_Work item_. After locating the line that contains "the bridge in" in the material below, copy that line and each one following it, exactly, up to the last line. Pictures stay out.

_Data listing_.
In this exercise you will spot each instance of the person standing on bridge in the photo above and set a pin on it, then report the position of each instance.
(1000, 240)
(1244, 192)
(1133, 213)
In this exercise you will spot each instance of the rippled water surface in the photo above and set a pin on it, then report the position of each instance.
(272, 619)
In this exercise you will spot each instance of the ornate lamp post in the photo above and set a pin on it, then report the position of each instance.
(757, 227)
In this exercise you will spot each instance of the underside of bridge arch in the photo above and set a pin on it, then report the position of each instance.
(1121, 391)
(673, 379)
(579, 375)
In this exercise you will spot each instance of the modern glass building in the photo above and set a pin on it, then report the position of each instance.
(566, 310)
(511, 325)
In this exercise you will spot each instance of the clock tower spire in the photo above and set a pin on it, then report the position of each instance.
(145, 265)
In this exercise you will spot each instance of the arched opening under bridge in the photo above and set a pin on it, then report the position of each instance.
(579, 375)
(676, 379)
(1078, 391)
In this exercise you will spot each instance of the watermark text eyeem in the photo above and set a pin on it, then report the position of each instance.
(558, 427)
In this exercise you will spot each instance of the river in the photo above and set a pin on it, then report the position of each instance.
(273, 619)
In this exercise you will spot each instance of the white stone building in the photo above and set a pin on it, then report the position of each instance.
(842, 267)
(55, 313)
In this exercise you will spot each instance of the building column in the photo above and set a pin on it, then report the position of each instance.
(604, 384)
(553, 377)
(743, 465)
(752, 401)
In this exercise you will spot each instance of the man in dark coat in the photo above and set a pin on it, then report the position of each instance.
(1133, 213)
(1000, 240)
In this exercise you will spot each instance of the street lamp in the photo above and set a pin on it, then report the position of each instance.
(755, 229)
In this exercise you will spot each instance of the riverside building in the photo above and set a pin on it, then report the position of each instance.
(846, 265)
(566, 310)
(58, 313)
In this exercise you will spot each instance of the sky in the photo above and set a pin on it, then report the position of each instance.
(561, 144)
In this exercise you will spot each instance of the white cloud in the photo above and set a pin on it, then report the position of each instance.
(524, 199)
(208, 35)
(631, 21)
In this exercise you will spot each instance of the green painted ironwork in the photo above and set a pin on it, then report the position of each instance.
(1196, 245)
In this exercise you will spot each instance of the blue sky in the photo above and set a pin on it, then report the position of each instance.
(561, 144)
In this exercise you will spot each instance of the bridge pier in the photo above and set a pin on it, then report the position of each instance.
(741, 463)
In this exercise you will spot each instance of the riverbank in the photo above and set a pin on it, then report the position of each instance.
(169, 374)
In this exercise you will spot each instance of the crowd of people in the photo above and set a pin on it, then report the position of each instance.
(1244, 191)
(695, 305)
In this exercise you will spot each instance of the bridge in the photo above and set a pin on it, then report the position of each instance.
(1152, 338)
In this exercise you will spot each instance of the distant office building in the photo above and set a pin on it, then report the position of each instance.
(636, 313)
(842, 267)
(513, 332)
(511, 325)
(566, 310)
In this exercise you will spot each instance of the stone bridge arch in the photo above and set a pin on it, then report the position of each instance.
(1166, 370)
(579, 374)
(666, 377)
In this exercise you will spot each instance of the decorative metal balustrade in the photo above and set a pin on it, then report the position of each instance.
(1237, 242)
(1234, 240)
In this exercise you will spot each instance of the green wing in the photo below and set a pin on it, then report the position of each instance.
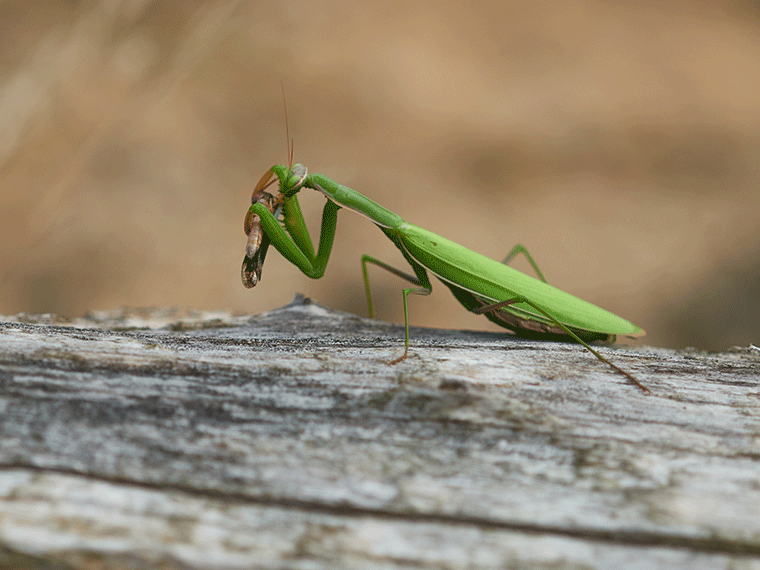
(490, 282)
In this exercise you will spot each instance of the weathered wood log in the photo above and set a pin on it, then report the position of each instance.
(286, 440)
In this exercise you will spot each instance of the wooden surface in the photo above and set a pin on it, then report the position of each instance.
(285, 440)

_Exercise solution_.
In this exercise you will spot each instance of the bridge in the photo above and set a pin on it, then report the position of each instance.
(1152, 338)
In this exercise you will spot each instance of the distant office building in the photo above and set a pin on it, then report the position of each instance.
(636, 313)
(842, 267)
(513, 332)
(511, 325)
(566, 310)
In this exercise you will spot each instance of the stone bridge arch in the photo above and set a pin on it, then report the position of each instance.
(1166, 370)
(579, 374)
(666, 377)
In this exercise you will spot each instance of the decorative metal balustrade in the photo above and set a pin on it, then report the position of each instance.
(1237, 242)
(1234, 240)
In this exercise you will spot each instance of the green wing in the photo below and set a pin on it, then report the position of each instance.
(490, 282)
In this exercise you will spot each instance of the weathered wood log in the photo above and set a pin on it, then report the position of each instance.
(286, 440)
In this exercise you will spot each instance of the wooden surface in the photo above and set a pin on it, then report the position of each instance.
(285, 440)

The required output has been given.